= Data extracted from a collection =
--------------------------------------------------

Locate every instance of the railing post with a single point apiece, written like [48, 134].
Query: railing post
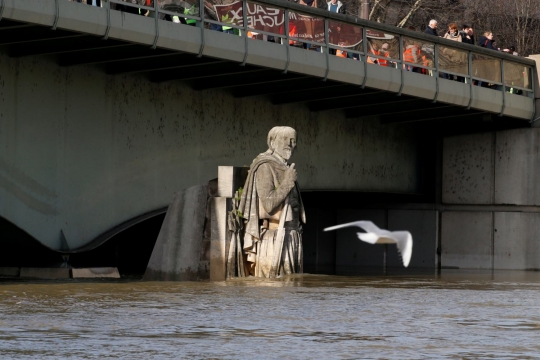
[402, 65]
[108, 28]
[2, 4]
[245, 28]
[364, 50]
[156, 15]
[327, 44]
[201, 24]
[56, 15]
[287, 45]
[469, 62]
[436, 60]
[503, 89]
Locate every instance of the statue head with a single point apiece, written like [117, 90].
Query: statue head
[282, 141]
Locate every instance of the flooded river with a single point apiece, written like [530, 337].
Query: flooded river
[454, 315]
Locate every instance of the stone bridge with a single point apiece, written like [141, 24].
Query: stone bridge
[105, 114]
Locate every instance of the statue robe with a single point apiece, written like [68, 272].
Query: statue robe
[261, 206]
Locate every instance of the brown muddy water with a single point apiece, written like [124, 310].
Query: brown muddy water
[454, 315]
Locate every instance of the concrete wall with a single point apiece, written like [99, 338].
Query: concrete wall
[355, 256]
[491, 200]
[82, 151]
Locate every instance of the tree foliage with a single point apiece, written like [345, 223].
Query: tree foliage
[513, 22]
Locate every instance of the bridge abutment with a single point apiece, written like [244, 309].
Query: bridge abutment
[490, 211]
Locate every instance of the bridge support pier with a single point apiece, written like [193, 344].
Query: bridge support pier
[536, 79]
[490, 211]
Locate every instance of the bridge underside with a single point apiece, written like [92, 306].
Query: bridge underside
[100, 132]
[116, 57]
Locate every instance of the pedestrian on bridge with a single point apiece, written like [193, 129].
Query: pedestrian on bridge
[432, 28]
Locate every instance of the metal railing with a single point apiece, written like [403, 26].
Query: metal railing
[349, 37]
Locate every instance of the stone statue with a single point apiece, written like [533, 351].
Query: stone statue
[267, 217]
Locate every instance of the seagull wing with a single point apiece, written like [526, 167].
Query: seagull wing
[367, 226]
[404, 245]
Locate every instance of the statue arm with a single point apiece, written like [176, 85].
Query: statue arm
[271, 195]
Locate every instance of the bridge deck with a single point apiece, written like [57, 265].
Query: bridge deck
[360, 88]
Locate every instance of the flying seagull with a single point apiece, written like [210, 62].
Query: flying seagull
[374, 235]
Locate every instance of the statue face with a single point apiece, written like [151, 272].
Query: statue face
[284, 144]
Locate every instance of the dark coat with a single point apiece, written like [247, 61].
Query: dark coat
[431, 31]
[485, 42]
[465, 39]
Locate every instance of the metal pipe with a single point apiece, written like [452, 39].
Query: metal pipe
[2, 4]
[108, 29]
[245, 28]
[201, 23]
[156, 15]
[503, 89]
[385, 256]
[327, 43]
[402, 65]
[364, 49]
[286, 24]
[57, 14]
[436, 59]
[364, 12]
[469, 59]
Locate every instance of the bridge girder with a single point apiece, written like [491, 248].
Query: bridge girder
[117, 57]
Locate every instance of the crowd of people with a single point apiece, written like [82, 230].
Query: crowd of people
[416, 56]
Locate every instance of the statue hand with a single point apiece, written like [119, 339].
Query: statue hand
[290, 174]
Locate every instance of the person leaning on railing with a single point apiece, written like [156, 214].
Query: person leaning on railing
[431, 29]
[452, 55]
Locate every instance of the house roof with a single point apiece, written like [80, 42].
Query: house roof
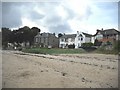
[68, 36]
[108, 31]
[87, 35]
[44, 35]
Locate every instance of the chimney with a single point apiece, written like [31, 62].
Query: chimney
[102, 29]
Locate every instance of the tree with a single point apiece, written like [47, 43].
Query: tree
[6, 32]
[97, 43]
[60, 35]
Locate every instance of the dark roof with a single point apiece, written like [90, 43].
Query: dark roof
[108, 31]
[44, 35]
[87, 35]
[68, 36]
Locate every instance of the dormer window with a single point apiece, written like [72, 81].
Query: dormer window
[81, 39]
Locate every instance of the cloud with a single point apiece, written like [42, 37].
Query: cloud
[11, 17]
[61, 28]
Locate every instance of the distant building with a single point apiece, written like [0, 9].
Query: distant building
[67, 39]
[82, 37]
[107, 35]
[48, 40]
[74, 39]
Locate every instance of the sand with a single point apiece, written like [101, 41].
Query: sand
[23, 70]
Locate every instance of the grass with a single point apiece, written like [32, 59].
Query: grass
[53, 51]
[103, 51]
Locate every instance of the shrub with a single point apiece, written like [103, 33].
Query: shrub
[97, 43]
[71, 46]
[87, 44]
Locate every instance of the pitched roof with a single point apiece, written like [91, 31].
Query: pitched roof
[68, 36]
[44, 35]
[108, 31]
[87, 35]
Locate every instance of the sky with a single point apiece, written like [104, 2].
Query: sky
[65, 16]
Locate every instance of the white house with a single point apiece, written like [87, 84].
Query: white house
[75, 39]
[66, 39]
[82, 37]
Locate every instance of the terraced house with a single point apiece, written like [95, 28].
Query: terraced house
[48, 40]
[107, 35]
[75, 39]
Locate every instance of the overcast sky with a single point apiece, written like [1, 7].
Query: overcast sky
[65, 16]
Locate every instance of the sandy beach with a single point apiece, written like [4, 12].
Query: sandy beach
[23, 70]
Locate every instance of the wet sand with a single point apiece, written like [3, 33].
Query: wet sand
[23, 70]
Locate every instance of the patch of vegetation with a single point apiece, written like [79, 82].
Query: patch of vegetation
[53, 51]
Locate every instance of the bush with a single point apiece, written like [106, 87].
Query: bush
[97, 43]
[71, 46]
[87, 44]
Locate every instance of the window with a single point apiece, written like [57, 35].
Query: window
[36, 39]
[81, 39]
[62, 39]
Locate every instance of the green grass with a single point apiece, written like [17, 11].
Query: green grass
[103, 51]
[53, 51]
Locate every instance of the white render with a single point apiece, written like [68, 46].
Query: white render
[77, 41]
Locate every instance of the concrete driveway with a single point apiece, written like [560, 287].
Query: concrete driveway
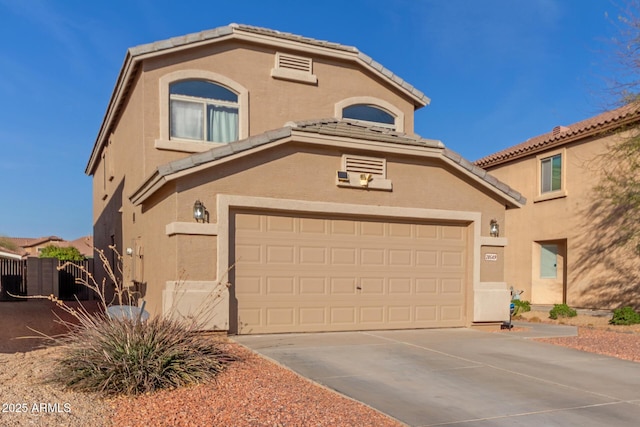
[463, 377]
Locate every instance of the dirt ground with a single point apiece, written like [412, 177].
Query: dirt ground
[19, 321]
[596, 320]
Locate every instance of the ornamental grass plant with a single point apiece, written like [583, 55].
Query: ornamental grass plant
[128, 356]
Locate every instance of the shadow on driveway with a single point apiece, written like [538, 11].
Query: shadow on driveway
[464, 377]
[19, 319]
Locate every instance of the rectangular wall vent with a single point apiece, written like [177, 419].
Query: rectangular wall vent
[361, 164]
[294, 68]
[292, 62]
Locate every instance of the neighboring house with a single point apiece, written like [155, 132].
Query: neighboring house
[316, 206]
[562, 243]
[7, 253]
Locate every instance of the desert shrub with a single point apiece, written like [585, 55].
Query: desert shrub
[562, 310]
[120, 355]
[625, 316]
[63, 253]
[520, 306]
[125, 356]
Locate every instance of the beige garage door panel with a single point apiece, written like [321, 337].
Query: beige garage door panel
[298, 274]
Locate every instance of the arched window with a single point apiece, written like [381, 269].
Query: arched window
[203, 111]
[369, 113]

--------------------------------------------------

= What is needed =
Extract, exactly, the lines above that begin at the line containing "Locate every instance of the dirt" and end at the final line of the records; add no other text.

= The output =
Locate every instance of the dirt ground with a single point apiece, written like [412, 177].
Query: dirt ground
[19, 321]
[596, 320]
Locate every instance of the ornamental grass plant with a single point apiece, written like [583, 55].
Query: ornamental grass plant
[128, 356]
Locate every instance of the shadow on driveway with a single point apiece, written like [538, 11].
Query: shadow on driveway
[464, 377]
[19, 319]
Locate every instance of the rectangular wall vent with a single point apiece, written like [177, 419].
Query: rectangular wall vent
[361, 164]
[294, 68]
[292, 62]
Locate every instance of the neighboring house with a single point apiece, written like [155, 132].
Query: neighboring house
[316, 206]
[562, 243]
[7, 253]
Locate every instance of the desert shrub with a single point apiece, written like [585, 55].
Query: desert shrub
[562, 310]
[120, 355]
[625, 316]
[63, 253]
[520, 306]
[125, 356]
Locate every instance of the beige garage door panel with a single point apiece, written like [321, 337].
Query: beige garage door panel
[298, 274]
Locate every instance of the arched window with a single point apiece, written like [381, 269].
Query: arched window
[203, 111]
[369, 113]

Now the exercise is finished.